(Rows from a pointing dataset)

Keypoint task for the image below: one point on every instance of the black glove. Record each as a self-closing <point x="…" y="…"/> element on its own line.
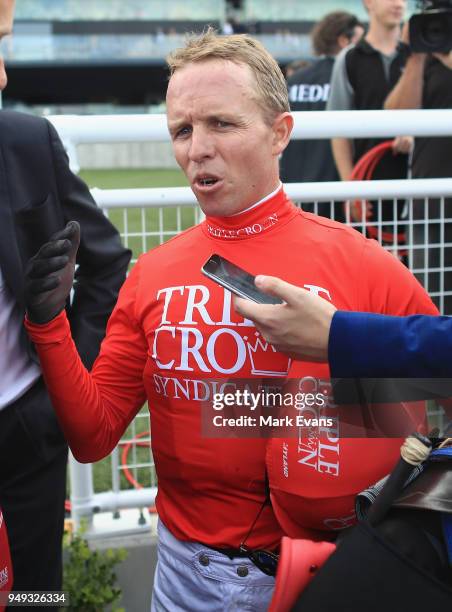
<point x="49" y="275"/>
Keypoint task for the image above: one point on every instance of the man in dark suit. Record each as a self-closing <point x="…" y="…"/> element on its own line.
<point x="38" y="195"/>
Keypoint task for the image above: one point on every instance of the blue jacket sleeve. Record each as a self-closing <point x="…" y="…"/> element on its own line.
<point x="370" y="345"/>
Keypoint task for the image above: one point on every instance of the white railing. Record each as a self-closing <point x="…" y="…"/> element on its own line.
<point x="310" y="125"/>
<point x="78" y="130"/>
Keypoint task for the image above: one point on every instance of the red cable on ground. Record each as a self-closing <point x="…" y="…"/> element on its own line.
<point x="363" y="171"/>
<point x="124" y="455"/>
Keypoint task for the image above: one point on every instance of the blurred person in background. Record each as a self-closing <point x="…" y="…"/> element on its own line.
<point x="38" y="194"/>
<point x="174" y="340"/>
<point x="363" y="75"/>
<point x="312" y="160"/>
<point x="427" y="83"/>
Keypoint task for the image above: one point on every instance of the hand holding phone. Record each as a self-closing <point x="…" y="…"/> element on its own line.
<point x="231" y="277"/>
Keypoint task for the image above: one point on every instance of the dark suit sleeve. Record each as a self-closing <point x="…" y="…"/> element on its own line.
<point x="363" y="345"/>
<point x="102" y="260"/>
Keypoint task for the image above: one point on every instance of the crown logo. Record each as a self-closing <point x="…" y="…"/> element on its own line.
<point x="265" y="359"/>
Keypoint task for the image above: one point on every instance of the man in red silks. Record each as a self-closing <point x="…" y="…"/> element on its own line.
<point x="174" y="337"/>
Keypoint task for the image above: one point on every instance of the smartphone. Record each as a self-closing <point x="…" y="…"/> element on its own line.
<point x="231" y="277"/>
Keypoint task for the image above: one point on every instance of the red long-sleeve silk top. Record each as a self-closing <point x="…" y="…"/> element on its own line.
* * *
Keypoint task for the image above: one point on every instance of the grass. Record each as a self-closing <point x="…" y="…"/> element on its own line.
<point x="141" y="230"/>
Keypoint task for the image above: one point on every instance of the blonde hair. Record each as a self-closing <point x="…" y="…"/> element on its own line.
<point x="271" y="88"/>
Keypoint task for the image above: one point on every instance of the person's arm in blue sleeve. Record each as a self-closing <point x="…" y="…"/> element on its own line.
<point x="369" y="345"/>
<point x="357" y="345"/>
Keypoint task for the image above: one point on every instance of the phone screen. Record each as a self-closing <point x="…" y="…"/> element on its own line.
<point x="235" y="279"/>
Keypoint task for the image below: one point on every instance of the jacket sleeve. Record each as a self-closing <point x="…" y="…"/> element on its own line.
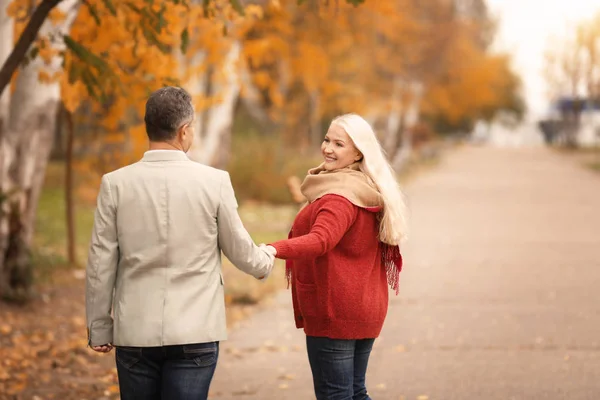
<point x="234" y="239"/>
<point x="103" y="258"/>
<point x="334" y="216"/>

Exercise task: Return every line from the entries above that contains the word "suit", copying each line in full.

Answer to this task:
Keypoint task for the image above: one point on every instance of the man in dark suit. Record each as a self-closing <point x="…" y="…"/> element on its own line.
Keypoint task for the image above: one point on every instance of the dark suit sleeve. Record each as a self-closing <point x="…" y="…"/> element on its own line.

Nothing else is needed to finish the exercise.